- _Your assignment_:
In the records below, find the line containing "Phrase: airplane" and return it together with every later line, exactly as written; pictures are to be omitted.

- _Items from a data source_:
____________________

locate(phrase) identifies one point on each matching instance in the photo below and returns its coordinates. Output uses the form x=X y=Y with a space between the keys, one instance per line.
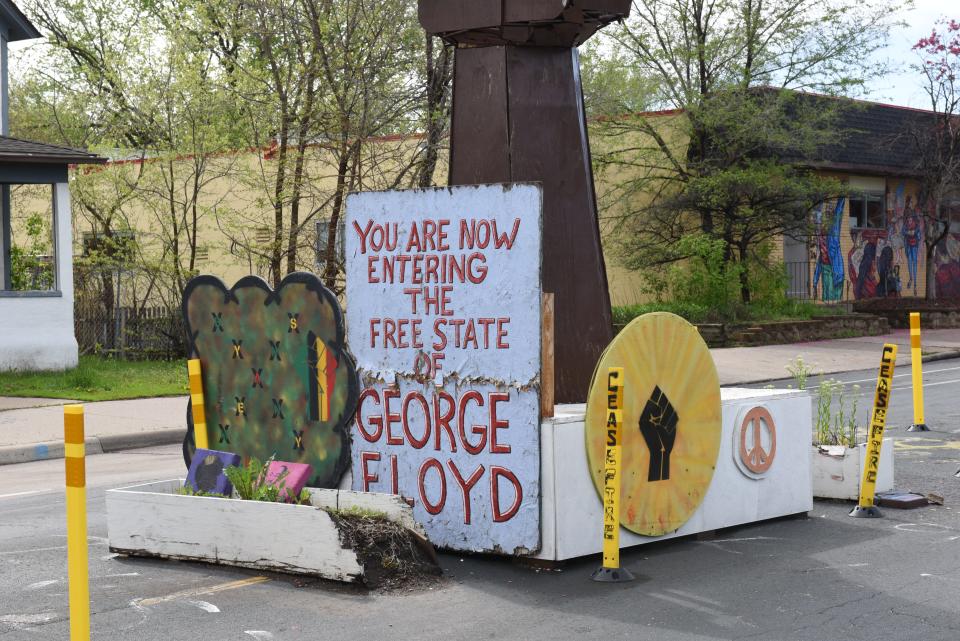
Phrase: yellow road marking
x=925 y=444
x=213 y=589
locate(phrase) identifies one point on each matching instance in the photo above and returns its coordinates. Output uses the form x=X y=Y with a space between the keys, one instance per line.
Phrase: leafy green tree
x=723 y=160
x=935 y=138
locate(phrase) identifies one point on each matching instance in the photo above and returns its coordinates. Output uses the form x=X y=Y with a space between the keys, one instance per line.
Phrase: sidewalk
x=32 y=429
x=742 y=365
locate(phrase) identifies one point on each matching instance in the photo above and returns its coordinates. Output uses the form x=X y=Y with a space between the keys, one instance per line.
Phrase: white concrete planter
x=152 y=520
x=837 y=470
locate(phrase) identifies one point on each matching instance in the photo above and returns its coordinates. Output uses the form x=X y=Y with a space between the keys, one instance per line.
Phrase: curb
x=12 y=454
x=930 y=358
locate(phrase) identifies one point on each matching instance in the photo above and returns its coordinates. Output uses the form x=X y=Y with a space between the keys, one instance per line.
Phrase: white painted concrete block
x=837 y=471
x=571 y=509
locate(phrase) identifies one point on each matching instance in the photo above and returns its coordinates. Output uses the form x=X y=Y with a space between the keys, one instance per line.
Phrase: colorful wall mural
x=947 y=267
x=849 y=262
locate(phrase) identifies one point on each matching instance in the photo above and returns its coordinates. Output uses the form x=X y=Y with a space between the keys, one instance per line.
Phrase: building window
x=867 y=211
x=117 y=247
x=32 y=256
x=323 y=235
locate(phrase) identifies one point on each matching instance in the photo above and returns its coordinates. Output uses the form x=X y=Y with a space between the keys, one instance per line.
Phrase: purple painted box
x=297 y=475
x=206 y=471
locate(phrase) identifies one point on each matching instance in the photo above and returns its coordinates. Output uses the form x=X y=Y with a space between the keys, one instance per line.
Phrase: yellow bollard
x=610 y=571
x=200 y=436
x=919 y=425
x=77 y=563
x=878 y=421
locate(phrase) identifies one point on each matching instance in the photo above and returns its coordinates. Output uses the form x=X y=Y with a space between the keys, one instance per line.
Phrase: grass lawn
x=99 y=379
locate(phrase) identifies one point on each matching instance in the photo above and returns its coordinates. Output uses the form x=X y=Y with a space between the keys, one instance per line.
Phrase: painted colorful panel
x=206 y=471
x=885 y=262
x=296 y=477
x=278 y=378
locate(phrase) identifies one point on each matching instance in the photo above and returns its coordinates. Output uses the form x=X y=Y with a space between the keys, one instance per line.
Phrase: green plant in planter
x=186 y=490
x=836 y=427
x=250 y=483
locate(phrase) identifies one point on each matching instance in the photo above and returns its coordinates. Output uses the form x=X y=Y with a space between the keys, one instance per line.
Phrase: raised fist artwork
x=658 y=424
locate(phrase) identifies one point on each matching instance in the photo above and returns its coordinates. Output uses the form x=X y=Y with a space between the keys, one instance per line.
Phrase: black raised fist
x=658 y=424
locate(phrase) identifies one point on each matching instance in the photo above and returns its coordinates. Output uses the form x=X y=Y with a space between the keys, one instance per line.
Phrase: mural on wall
x=278 y=379
x=947 y=267
x=881 y=259
x=829 y=268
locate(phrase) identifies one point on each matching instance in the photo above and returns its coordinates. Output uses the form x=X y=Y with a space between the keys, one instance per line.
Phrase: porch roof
x=15 y=150
x=18 y=25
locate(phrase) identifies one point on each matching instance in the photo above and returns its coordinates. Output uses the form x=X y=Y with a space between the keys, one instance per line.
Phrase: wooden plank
x=544 y=88
x=547 y=377
x=533 y=10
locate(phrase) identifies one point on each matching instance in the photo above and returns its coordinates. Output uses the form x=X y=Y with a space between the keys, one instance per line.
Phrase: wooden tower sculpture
x=518 y=117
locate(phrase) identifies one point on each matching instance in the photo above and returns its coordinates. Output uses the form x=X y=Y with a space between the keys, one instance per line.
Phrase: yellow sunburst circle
x=671 y=422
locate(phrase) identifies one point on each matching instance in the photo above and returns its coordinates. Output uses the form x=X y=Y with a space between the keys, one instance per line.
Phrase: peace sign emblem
x=757 y=440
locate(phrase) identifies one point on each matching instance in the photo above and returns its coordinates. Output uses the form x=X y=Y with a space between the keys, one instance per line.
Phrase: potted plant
x=839 y=443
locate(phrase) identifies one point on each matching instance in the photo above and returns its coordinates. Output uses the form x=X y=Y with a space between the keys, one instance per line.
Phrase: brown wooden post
x=518 y=116
x=547 y=347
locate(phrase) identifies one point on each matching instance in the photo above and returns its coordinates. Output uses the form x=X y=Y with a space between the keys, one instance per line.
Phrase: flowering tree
x=937 y=138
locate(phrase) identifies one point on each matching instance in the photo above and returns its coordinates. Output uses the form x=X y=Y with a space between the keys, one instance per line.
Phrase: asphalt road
x=822 y=578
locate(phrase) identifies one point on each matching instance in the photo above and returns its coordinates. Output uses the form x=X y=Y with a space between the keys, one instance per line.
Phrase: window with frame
x=950 y=212
x=30 y=240
x=867 y=210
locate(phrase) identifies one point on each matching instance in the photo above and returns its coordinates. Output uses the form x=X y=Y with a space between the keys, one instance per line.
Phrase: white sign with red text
x=443 y=317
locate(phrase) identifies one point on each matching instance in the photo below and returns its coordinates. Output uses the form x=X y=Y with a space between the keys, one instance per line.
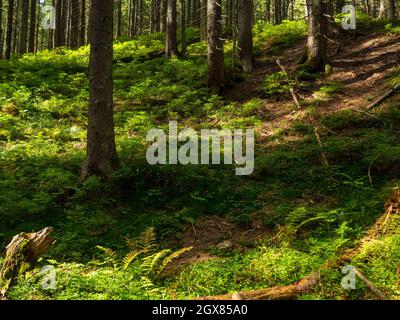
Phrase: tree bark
x=58 y=34
x=101 y=154
x=215 y=54
x=316 y=41
x=171 y=48
x=9 y=28
x=119 y=18
x=1 y=30
x=203 y=20
x=183 y=26
x=82 y=36
x=32 y=29
x=23 y=251
x=245 y=36
x=23 y=35
x=74 y=38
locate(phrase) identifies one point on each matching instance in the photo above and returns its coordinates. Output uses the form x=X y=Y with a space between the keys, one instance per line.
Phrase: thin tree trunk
x=1 y=29
x=64 y=22
x=15 y=36
x=164 y=4
x=245 y=35
x=268 y=10
x=58 y=34
x=36 y=41
x=171 y=41
x=183 y=26
x=9 y=28
x=101 y=157
x=119 y=18
x=23 y=36
x=74 y=38
x=317 y=29
x=82 y=37
x=215 y=52
x=203 y=20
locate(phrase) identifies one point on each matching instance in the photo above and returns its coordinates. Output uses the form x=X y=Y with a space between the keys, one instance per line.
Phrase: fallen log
x=383 y=97
x=275 y=293
x=292 y=291
x=22 y=253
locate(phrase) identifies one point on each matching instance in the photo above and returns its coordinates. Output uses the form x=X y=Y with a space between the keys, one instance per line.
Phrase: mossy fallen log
x=22 y=253
x=292 y=291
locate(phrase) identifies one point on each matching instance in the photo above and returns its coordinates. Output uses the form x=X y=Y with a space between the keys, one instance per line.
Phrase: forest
x=199 y=150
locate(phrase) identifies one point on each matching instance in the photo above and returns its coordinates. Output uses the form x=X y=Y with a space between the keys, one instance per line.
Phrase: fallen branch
x=382 y=98
x=22 y=253
x=369 y=284
x=323 y=155
x=292 y=92
x=305 y=285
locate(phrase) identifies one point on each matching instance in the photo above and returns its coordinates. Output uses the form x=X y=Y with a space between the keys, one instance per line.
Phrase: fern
x=171 y=257
x=111 y=254
x=148 y=285
x=150 y=263
x=145 y=241
x=130 y=257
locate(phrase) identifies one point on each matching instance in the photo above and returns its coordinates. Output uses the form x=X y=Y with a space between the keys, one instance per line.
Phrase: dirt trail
x=362 y=66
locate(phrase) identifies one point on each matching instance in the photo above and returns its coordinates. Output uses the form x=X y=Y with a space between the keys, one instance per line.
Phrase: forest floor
x=322 y=172
x=362 y=66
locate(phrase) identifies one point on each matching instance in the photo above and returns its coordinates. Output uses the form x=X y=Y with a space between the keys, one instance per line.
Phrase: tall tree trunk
x=58 y=34
x=1 y=29
x=158 y=16
x=316 y=41
x=74 y=38
x=9 y=28
x=119 y=18
x=82 y=35
x=64 y=22
x=140 y=16
x=245 y=35
x=278 y=12
x=15 y=35
x=183 y=26
x=36 y=41
x=171 y=41
x=292 y=10
x=153 y=13
x=164 y=4
x=101 y=157
x=215 y=52
x=268 y=10
x=189 y=13
x=23 y=35
x=134 y=18
x=203 y=20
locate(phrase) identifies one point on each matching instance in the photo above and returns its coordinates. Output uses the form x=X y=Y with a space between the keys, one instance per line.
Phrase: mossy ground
x=313 y=212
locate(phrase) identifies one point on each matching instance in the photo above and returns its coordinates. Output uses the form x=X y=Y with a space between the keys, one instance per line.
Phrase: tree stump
x=22 y=253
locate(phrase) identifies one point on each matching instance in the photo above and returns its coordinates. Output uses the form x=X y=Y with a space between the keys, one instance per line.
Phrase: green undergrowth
x=312 y=212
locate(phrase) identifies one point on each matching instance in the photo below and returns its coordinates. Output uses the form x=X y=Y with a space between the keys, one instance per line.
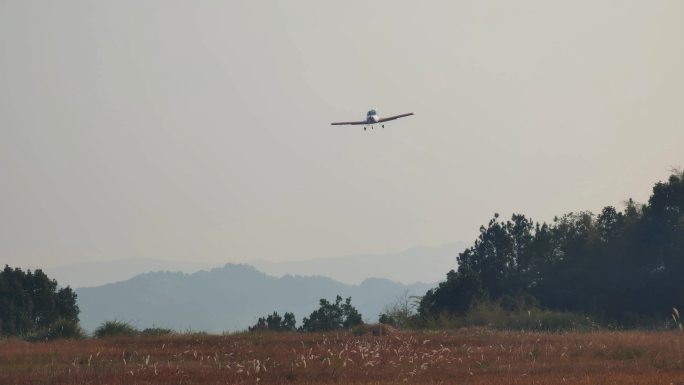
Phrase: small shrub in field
x=374 y=329
x=157 y=332
x=115 y=328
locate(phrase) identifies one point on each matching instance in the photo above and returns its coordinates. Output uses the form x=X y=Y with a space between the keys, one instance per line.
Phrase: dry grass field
x=467 y=356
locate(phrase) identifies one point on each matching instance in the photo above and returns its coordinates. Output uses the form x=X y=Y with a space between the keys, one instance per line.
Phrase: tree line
x=30 y=302
x=623 y=267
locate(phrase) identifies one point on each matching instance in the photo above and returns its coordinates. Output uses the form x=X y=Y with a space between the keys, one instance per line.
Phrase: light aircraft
x=371 y=119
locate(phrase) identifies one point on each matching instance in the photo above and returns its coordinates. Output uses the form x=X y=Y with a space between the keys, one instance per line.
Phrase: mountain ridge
x=227 y=298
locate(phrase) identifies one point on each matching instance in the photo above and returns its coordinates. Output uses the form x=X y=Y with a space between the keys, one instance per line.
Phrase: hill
x=418 y=264
x=226 y=299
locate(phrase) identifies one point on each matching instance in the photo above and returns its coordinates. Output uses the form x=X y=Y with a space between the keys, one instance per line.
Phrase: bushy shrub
x=332 y=316
x=275 y=323
x=374 y=329
x=154 y=331
x=115 y=329
x=60 y=329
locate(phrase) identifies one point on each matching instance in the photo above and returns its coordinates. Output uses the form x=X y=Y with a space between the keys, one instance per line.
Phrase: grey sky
x=200 y=130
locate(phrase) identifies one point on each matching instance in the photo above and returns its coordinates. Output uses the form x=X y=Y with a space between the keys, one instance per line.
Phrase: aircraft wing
x=394 y=117
x=350 y=123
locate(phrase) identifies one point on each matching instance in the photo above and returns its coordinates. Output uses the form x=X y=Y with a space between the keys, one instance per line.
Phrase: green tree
x=274 y=322
x=332 y=316
x=30 y=302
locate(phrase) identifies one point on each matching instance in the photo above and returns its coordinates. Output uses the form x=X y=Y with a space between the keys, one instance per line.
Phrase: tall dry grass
x=472 y=355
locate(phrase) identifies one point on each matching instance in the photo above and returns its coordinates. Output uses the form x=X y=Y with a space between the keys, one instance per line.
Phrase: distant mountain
x=102 y=272
x=226 y=299
x=419 y=264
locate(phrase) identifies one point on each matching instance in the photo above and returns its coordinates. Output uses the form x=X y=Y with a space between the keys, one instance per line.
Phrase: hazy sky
x=199 y=130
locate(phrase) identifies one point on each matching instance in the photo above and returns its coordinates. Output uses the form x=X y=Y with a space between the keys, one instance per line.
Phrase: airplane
x=371 y=119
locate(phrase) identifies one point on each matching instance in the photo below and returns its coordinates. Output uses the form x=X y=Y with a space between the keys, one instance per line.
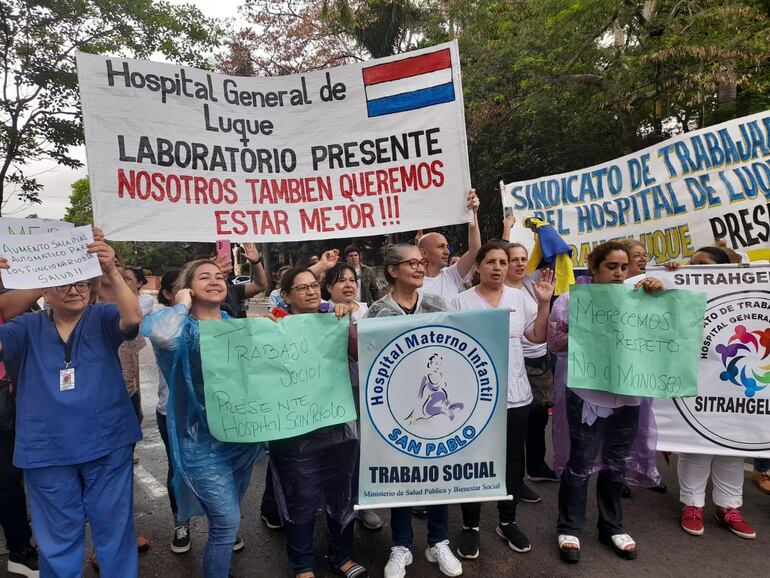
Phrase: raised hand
x=544 y=287
x=650 y=285
x=104 y=253
x=183 y=296
x=225 y=263
x=250 y=252
x=329 y=259
x=473 y=201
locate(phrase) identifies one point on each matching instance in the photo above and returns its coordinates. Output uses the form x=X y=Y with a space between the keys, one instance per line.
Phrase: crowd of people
x=70 y=411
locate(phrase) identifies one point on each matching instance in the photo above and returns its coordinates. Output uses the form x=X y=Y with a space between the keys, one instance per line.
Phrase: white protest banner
x=731 y=413
x=11 y=226
x=48 y=260
x=433 y=408
x=674 y=197
x=180 y=154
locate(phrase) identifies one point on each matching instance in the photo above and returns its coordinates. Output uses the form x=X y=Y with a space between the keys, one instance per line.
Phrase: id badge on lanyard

____________________

- _Result_:
Phrase: airplane
x=371 y=119
locate(phrase) identifies one point on each matching instance in the photo below and returns its coordinates. Output uses the form x=X y=Y with a space between the keys, one instance per line.
Phrase: raised hand
x=544 y=287
x=650 y=285
x=104 y=253
x=183 y=296
x=225 y=263
x=250 y=252
x=329 y=259
x=473 y=201
locate(phrase) identifies one point on each matching instance in the photo above and returns its coordinates. Output uses the form x=X y=Y with a space between the keys, one instance per line.
Phrase: crowd of people
x=70 y=411
locate(phrase) identifies one point on each matching instance in the photo above and returns its coordinates. Output uses the form x=X y=Y with a space between the keys, one instance per line.
Phrase: white protest banner
x=731 y=413
x=11 y=226
x=48 y=260
x=433 y=408
x=674 y=197
x=180 y=154
locate(phrase) identifies one point on each matching instance in the photo above and returns its coordinates. Output uses the form x=X y=Y with a space between the keys, one instance per line.
Phrase: id badge on lanyard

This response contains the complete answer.